# Task directions:
Can you copy the stretch of the listing below, from the line containing "Would you mind tagging the basketball" through its final line, both included, keeping every character unchanged?

%%

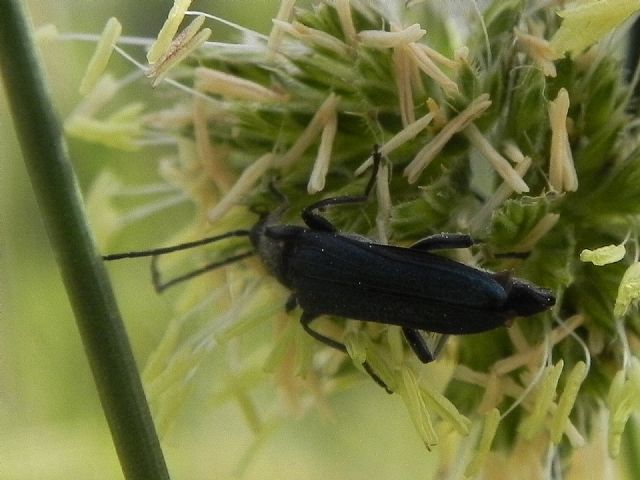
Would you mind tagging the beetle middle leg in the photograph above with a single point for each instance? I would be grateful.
(443, 241)
(307, 318)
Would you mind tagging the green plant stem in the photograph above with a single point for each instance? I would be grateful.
(103, 334)
(632, 448)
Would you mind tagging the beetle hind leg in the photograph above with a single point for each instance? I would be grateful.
(307, 318)
(426, 350)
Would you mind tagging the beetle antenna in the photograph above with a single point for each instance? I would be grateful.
(160, 286)
(377, 158)
(176, 248)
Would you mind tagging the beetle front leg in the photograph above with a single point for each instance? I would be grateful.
(443, 241)
(315, 221)
(291, 304)
(307, 318)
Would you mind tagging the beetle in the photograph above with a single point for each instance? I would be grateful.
(351, 276)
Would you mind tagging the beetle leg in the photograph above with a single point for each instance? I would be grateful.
(426, 353)
(418, 345)
(315, 221)
(307, 318)
(443, 241)
(292, 303)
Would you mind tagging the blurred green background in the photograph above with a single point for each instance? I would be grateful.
(51, 423)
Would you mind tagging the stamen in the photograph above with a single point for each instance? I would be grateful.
(437, 143)
(101, 55)
(242, 187)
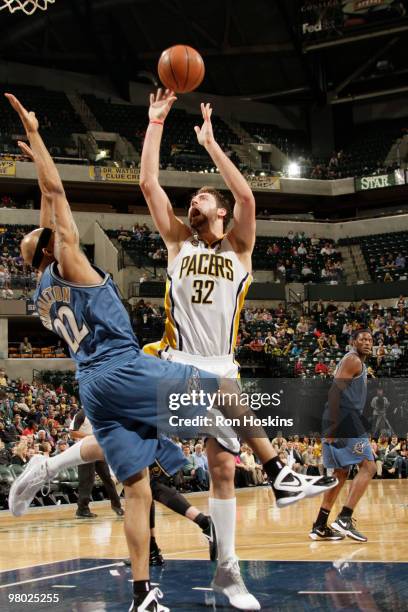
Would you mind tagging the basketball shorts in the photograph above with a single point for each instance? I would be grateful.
(344, 452)
(121, 404)
(222, 366)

%%

# The reply:
Would you mind tagging the basketball shorts in the photograph above with a single point for each instance? I would be grateful.
(344, 452)
(121, 404)
(222, 366)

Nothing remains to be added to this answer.